- _WORK INSTRUCTION 1_:
In the trip account, at what time did the bus actually leave?
- _WORK INSTRUCTION 2_:
Copy the trip account word for word, from "But, back to" to "made up for it!".
- _WORK INSTRUCTION 3_:
Continue the trip account after its last sentence.

- _PAGE EXTRACT_:
But, back to our trip. We made it onto the the bus by 7am..but with Panama time, it didn't actually leave until 7:30. I settled in for the long, 9 hour ride that was in store for me. I actually didn't mind it so much, being used to a 4 hour ride from Baltimore to New York when I was in college...but the bug bites and my stomach issues made the trip a bit more uncomfortable than I would have liked. But, with 3 rest stops included in the travel, time passed quickly.And soon enough, we arrived....
A short taxi ride later, we arrived at the research station. We collected our keys and walked over a swamp to get to our dorm. By this time, all I wanted was a shower and a bed, so that's exactly what I did. Our dorm could sleep six, but we were the only 2 in it. No AC, but a ceiling fan and 4 floor fans made up for it!
After a restful...well, somewhat restful....night (I was still itchy), we woke up to have breakfast with the class that was here. And at breakfast, Emma showed us a friend she had caught.....

- _Collected data_:
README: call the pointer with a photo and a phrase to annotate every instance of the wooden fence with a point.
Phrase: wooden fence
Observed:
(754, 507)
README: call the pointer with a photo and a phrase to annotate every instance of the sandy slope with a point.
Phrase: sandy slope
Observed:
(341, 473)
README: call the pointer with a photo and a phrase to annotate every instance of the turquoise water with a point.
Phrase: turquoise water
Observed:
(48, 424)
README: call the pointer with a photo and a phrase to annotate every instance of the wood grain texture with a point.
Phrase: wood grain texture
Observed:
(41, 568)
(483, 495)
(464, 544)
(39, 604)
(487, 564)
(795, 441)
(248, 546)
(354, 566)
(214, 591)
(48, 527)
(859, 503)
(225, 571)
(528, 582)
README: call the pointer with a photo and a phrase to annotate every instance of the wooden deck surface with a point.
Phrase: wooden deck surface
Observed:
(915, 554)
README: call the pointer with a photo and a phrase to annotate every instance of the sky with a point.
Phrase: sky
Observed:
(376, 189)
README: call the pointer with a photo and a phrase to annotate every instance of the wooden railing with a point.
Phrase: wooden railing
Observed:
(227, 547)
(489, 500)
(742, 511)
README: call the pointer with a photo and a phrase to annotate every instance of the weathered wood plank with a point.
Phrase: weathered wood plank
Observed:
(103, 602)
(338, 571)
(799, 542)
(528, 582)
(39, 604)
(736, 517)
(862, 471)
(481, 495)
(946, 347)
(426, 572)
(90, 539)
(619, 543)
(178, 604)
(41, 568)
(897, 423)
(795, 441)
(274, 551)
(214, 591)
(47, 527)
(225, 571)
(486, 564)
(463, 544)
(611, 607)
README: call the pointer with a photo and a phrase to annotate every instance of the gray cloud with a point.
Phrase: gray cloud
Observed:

- _EXPECTED OUTPUT 1_:
At 7:30.

- _EXPECTED OUTPUT 2_:
But, back to our trip. We made it onto the the bus by 7am..but with Panama time, it didn't actually leave until 7:30. I settled in for the long, 9 hour ride that was in store for me. I actually didn't mind it so much, being used to a 4 hour ride from Baltimore to New York when I was in college...but the bug bites and my stomach issues made the trip a bit more uncomfortable than I would have liked. But, with 3 rest stops included in the travel, time passed quickly.And soon enough, we arrived....
A short taxi ride later, we arrived at the research station. We collected our keys and walked over a swamp to get to our dorm. By this time, all I wanted was a shower and a bed, so that's exactly what I did. Our dorm could sleep six, but we were the only 2 in it. No AC, but a ceiling fan and 4 floor fans made up for it!

- _EXPECTED OUTPUT 3_:
So, let me try and explain this class: it's called "Training in Tropical Taxonomy" (TTT) and it is a series of courses designed to train students and biologists in taxonomy of tropical marine organisms. (I got that from the Smithsonian website, can you tell? lol) These courses happen every summer since 2005. Visit this website if you want to know more: http://www.stri.si.edu/sites/taxonomy_training/. But this years topic is: Taxonomy and Biology of Decapod crustaceans. The profesores were Darryl Felder from the University of Louisiana at Lafayette and Fernando Mantelatto from the Universidade de Sao Paulo.
The courses are organized by Dr. Rachel Collin (she is who I am working with here), and she is also the director of the Bocas research station. This course includes undergrad, master's and PhD students from the US, Argentina, Colombia, Panama, and Brazil. We were able to join their class for a day. We got to go on another boat ride (yay!) to a mangrove forest to collect roots. The idea was for the students to collect the roots, bring them back to the lab, and collect all the decapods that were living in and on the root. (decapods are crustaceans and include crabs, prawns, shrimp...)
On the walk over the swamp to the dock, we saw a little friend in the water: a cayman!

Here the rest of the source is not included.